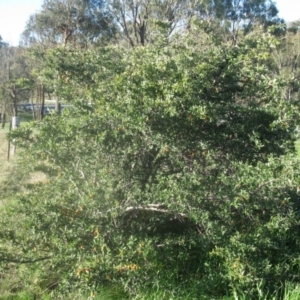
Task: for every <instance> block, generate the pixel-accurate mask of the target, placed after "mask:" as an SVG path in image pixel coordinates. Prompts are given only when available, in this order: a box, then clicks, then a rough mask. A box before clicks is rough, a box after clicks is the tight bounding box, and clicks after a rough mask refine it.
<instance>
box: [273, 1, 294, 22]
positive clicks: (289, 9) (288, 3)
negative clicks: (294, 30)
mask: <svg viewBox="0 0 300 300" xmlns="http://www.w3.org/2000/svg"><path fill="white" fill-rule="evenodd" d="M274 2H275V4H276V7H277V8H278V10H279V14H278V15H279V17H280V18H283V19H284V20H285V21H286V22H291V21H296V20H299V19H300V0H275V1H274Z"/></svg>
==
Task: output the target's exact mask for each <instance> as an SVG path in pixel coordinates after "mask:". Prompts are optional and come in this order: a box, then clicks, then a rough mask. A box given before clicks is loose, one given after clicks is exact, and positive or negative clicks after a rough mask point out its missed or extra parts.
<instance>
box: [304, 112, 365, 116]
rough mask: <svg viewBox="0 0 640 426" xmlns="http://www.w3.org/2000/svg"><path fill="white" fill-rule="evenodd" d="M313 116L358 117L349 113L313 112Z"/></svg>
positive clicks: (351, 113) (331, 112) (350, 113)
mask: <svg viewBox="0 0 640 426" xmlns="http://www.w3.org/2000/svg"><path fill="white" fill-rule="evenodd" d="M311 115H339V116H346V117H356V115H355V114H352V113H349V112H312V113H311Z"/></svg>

### PROMPT
Output again, unchanged, everything in the material from the line containing "Task: for every" down to the line containing "positive clicks: (289, 9) (288, 3)", both included.

### EXPECTED ANSWER
Task: for every <instance> block, generate the pixel-accurate mask of the target, placed after "mask:" as an SVG path in image pixel coordinates. Prompts are given only when available, in this order: a box, then clicks, then a rough mask. A box before clicks is rough, a box after clicks is the tight bounding box, and clicks after a rough mask refine it.
<instance>
box: [273, 1, 294, 22]
positive clicks: (289, 9) (288, 3)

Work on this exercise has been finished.